**Problem requirements**
When you reach the line with "Target: man in black tuxedo" in the listing below, transcribe it and each line after it up to and including the line with "Guideline: for each instance of the white dress", exactly and with nothing else.

-=-=-

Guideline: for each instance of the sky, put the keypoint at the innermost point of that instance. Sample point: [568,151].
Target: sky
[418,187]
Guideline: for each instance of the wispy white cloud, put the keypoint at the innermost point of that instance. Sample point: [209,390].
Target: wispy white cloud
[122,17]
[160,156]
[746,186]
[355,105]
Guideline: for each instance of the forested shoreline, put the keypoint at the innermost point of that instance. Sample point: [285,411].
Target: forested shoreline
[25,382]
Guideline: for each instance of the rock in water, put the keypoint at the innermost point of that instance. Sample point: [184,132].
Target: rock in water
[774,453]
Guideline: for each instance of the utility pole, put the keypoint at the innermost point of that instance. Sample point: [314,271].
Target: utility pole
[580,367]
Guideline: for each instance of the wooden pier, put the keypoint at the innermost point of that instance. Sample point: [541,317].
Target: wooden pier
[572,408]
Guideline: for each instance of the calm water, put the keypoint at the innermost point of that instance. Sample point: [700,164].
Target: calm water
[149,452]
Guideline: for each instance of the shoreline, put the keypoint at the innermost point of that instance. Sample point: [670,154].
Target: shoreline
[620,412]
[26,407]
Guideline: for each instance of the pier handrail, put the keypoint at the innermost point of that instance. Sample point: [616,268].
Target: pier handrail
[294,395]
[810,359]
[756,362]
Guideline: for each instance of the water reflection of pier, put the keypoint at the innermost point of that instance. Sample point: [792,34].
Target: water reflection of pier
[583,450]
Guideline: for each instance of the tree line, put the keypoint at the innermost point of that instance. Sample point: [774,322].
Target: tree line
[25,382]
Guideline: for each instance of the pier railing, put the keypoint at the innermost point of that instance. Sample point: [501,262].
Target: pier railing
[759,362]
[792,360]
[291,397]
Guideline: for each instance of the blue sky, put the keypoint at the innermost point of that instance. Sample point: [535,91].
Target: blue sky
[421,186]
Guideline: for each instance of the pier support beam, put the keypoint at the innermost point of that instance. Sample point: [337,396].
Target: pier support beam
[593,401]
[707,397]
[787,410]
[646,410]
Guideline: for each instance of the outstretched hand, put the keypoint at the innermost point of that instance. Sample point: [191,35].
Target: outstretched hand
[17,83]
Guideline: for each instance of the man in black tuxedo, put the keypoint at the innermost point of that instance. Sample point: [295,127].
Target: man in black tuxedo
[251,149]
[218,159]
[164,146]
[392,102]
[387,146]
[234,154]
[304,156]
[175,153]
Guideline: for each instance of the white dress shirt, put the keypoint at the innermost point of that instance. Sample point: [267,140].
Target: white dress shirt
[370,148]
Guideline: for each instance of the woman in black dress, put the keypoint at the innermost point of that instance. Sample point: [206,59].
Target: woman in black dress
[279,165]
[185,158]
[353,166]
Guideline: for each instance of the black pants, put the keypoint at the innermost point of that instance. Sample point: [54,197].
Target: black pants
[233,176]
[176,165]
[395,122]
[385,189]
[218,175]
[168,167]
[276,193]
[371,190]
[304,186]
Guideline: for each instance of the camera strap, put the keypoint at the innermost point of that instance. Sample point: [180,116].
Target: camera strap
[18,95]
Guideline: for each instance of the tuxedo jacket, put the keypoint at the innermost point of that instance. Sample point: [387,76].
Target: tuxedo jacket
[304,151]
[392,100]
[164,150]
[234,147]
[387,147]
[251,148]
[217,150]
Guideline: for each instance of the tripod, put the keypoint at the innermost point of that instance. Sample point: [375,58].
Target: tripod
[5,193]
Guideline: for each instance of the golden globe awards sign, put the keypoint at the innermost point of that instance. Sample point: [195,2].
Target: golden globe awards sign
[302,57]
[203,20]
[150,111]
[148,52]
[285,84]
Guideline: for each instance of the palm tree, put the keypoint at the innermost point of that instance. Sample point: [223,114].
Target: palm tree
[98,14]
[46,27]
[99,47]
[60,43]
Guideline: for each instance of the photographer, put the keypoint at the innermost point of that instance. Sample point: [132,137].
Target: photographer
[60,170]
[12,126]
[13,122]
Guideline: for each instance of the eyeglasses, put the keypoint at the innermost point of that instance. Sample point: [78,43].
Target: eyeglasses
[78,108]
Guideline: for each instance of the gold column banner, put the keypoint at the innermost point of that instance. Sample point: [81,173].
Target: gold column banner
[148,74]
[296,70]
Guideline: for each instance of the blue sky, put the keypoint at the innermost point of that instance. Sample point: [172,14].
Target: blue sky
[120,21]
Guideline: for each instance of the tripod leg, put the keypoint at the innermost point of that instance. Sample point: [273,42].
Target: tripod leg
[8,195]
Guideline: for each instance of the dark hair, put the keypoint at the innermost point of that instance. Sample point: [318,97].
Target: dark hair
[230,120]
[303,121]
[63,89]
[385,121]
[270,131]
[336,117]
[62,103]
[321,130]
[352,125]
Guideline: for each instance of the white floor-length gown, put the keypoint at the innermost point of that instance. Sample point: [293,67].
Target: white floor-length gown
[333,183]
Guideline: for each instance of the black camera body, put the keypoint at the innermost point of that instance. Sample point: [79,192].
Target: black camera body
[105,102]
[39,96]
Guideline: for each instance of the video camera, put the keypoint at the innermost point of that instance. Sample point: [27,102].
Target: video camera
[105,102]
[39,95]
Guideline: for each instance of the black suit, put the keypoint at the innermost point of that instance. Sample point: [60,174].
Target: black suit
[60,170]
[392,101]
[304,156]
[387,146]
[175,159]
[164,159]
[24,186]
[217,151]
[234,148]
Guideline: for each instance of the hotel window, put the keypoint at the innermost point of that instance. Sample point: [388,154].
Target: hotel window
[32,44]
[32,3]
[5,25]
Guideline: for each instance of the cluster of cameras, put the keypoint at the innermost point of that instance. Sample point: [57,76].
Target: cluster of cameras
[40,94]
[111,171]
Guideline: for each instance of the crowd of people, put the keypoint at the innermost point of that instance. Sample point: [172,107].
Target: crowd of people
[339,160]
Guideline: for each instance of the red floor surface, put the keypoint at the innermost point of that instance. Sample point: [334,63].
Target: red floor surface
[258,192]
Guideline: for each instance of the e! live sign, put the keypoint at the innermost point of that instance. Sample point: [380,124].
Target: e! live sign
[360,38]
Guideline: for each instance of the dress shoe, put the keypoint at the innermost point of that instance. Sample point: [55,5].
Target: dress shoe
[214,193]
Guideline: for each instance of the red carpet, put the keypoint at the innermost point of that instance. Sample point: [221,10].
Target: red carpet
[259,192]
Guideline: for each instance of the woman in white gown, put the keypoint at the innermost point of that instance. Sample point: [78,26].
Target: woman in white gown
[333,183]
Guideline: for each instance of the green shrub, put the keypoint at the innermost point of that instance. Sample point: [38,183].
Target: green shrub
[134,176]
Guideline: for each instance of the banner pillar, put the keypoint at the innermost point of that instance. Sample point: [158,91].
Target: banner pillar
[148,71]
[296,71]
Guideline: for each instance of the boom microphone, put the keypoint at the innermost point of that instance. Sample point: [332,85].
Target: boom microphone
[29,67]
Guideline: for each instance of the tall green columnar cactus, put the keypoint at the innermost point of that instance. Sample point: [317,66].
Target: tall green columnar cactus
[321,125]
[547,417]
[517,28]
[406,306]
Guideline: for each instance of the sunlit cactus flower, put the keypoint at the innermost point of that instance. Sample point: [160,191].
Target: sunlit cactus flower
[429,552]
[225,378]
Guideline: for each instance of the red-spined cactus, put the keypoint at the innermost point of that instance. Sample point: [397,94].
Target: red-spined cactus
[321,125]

-=-=-

**Written response**
Target: man in black tuxedo
[251,149]
[218,159]
[164,146]
[392,102]
[387,146]
[234,154]
[304,156]
[175,153]
Guideline: for each instance of the white dress shirt, put the keypoint at the innermost point of that instance. Sample point: [267,140].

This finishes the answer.